▶ _TRECHO FORNECIDO_
───

As unidades de processamento local correspondem às regiões anatômicas conhecidas do cérebro da mosca. São as mesmas em todas as moscas e lidam com tarefas específicas como o gosto ou o movimento. 

Supercomputador — O cérebro da mosca se torna um "sistema híbrido de computação em grade e um supercomputador", disse Chiang. "Isso nos diz como um cérebro complexo se organiza e funciona. Dada a evidência crescente de programas de conservação genética que ressaltam o desenvolvimento e funções cerebrais, o cérebro humano consiste de unidades semelhantes de operações básicas."

O único sistema nervoso explorado até agora com grandes detalhes foi o da lombriga C. elegans. Mas o sistema do verme tem apenas 302 neurônios e talvez não mereça ser chamado de cérebro. O cérebro da mosca, com seus 100 mil neurônios, pode se revelar um melhor ponto de partida para a compreensão do cérebro humano, que tem um número estimado de 100 bilhões de neurônios, cada um com cerca de mil sinapses.

───

▶ _DADOS_
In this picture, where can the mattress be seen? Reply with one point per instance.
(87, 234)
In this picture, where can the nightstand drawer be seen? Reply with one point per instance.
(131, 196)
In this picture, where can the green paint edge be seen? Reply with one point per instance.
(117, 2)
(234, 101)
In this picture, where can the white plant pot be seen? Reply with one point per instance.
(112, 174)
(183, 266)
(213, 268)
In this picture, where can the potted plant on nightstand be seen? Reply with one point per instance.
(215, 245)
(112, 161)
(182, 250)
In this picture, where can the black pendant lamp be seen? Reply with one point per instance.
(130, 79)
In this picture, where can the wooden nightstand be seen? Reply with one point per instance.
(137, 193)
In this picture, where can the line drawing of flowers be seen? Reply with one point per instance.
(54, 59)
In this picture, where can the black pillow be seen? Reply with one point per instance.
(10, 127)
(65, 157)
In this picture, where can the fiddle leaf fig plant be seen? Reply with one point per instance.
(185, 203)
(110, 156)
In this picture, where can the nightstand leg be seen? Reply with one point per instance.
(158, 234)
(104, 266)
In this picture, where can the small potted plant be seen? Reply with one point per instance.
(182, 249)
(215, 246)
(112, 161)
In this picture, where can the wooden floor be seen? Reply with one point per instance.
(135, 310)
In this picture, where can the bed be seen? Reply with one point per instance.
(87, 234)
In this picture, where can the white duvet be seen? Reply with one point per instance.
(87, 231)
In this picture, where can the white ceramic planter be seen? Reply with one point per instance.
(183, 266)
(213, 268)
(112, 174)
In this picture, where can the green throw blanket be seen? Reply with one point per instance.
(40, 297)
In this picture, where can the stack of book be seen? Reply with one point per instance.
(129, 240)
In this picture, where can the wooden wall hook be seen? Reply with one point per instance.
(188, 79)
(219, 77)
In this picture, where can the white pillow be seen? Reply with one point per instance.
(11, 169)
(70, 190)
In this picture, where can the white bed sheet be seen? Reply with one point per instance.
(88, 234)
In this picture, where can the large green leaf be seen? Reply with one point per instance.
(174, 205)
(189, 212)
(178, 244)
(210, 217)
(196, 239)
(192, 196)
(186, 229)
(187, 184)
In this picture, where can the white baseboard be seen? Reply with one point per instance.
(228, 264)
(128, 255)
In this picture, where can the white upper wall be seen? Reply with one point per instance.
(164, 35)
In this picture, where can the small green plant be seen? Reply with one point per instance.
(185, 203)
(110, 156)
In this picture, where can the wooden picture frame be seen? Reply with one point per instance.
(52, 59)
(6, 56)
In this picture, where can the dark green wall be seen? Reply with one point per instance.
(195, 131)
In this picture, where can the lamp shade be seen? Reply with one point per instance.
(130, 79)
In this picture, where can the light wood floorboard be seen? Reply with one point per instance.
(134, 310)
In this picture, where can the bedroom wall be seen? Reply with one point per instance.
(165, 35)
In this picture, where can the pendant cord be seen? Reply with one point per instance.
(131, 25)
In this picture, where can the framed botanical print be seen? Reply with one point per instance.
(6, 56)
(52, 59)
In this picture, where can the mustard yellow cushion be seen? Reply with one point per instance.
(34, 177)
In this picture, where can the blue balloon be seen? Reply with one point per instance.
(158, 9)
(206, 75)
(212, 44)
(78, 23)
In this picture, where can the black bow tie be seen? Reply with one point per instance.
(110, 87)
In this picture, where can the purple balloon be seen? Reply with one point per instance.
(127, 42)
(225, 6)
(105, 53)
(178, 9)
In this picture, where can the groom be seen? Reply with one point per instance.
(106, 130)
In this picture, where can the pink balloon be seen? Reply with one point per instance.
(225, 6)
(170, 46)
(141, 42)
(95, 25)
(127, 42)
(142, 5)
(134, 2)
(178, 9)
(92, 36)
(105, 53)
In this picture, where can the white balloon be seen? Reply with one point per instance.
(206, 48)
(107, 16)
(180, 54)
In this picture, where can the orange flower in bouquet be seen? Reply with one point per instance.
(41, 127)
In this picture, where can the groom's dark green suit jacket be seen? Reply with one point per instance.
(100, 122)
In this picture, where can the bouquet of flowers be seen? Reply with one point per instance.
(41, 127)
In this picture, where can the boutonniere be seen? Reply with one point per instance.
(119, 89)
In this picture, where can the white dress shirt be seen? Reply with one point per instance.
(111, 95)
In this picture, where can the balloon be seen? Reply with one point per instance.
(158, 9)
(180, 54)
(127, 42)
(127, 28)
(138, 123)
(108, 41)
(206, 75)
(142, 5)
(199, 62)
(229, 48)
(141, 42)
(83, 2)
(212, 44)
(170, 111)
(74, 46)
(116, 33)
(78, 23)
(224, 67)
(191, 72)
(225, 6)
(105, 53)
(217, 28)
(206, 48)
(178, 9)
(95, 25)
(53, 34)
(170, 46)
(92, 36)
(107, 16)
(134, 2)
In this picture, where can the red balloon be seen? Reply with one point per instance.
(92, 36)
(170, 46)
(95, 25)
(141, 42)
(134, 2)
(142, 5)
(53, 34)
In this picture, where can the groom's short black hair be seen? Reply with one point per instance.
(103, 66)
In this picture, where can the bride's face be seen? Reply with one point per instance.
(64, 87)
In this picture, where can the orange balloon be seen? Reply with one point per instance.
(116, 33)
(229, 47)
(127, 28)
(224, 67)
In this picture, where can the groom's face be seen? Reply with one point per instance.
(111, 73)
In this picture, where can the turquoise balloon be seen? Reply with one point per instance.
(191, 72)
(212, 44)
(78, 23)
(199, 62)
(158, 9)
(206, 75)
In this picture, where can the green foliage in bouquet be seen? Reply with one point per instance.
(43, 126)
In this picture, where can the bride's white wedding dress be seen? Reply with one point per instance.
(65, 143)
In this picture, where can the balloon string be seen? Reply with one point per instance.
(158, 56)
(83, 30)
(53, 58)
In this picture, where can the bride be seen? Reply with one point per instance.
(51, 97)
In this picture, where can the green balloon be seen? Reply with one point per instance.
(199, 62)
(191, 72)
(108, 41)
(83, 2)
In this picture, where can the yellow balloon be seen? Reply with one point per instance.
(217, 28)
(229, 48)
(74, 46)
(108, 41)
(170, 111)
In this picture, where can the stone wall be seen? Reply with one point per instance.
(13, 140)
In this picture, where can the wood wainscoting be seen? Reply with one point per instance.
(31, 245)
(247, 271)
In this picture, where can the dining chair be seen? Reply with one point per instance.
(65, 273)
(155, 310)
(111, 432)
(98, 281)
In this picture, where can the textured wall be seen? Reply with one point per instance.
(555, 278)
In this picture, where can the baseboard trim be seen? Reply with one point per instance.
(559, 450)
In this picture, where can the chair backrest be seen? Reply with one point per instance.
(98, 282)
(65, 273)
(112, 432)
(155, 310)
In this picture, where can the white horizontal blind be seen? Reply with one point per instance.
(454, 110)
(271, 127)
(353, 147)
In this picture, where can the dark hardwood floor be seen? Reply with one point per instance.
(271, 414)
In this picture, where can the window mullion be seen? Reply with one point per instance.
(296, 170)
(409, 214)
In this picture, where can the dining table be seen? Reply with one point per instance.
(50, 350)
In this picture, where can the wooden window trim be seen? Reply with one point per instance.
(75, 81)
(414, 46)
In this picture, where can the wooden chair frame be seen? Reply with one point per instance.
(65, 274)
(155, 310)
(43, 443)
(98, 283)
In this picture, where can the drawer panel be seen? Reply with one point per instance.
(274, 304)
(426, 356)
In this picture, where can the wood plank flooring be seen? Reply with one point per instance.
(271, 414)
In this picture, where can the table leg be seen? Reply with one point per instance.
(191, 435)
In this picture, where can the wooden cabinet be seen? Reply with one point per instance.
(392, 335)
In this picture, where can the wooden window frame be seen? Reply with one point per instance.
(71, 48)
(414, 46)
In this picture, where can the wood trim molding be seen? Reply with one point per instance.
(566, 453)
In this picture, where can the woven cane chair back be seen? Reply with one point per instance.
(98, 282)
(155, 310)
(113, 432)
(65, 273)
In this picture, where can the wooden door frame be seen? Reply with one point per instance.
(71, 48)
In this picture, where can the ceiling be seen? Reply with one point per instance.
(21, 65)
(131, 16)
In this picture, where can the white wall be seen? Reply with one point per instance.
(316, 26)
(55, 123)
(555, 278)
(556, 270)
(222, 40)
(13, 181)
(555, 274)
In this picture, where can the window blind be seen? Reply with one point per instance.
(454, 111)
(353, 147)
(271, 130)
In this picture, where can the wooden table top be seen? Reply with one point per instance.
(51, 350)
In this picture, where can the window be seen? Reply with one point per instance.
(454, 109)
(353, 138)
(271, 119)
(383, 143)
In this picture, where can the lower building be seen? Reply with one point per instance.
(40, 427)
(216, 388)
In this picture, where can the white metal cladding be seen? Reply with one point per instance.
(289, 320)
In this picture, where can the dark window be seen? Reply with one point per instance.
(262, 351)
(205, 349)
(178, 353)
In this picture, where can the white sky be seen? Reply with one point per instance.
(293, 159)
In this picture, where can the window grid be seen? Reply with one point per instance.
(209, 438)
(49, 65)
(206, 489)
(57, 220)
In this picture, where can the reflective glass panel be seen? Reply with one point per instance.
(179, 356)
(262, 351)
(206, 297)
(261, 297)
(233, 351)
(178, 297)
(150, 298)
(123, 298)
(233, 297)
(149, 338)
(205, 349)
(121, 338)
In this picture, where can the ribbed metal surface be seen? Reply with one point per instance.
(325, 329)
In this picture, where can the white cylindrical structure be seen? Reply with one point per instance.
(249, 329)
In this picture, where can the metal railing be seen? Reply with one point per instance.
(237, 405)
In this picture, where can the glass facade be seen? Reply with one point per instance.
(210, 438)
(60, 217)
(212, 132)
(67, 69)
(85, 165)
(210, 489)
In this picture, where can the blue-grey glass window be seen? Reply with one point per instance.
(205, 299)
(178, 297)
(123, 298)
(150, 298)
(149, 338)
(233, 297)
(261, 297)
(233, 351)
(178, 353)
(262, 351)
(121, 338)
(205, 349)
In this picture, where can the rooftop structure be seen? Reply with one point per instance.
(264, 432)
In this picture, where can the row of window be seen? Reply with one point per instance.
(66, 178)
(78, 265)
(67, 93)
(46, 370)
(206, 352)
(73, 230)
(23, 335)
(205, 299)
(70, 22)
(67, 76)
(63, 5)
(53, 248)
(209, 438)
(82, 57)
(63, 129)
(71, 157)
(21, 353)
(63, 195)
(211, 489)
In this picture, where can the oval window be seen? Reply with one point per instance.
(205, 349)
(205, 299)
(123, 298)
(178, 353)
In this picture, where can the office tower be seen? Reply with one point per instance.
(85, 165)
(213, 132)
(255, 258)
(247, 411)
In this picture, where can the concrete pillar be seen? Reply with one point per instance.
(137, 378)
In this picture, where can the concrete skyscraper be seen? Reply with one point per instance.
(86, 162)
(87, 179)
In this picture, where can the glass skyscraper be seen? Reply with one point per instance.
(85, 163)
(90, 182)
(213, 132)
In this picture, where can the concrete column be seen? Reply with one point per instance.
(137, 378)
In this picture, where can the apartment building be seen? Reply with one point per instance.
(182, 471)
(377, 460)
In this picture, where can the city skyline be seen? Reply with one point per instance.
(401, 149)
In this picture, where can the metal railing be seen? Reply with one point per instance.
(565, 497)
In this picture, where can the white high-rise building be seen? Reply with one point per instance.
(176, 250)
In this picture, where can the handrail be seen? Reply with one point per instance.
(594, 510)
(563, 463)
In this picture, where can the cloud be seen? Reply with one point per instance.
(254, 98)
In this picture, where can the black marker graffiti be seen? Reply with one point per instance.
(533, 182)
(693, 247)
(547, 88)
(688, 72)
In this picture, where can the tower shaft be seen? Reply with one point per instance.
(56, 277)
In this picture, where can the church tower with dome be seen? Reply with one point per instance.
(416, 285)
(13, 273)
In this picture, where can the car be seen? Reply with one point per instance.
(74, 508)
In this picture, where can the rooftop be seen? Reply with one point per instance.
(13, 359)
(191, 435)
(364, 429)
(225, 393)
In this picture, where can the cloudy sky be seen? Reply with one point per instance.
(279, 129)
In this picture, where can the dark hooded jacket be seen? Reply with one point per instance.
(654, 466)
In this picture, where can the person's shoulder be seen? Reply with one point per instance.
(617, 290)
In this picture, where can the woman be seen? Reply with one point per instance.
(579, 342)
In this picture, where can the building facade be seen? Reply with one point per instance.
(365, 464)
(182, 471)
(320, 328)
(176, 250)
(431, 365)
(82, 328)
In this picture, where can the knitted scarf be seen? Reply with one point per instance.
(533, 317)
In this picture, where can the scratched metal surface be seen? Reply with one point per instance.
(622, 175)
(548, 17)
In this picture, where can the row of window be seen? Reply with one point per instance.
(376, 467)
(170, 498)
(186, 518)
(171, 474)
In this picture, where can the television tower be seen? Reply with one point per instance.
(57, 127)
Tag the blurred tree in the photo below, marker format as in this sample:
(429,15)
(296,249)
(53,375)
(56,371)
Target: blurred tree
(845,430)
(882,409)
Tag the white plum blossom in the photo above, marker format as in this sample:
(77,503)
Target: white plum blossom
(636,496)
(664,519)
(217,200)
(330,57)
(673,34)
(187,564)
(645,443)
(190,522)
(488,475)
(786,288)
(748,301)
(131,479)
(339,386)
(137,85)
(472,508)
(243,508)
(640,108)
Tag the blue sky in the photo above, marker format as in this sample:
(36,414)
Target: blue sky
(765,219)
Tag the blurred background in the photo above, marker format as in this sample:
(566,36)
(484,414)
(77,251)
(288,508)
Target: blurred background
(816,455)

───

▶ _ENUNCIADO DA TAREFA_
De acordo com o trecho sobre o cérebro da mosca, quantos neurônios tem o sistema nervoso da lombriga C. elegans? Baseie-se somente no trecho fornecido, sem recorrer aos registros.

▶ _RESPOSTA_
302 neurônios.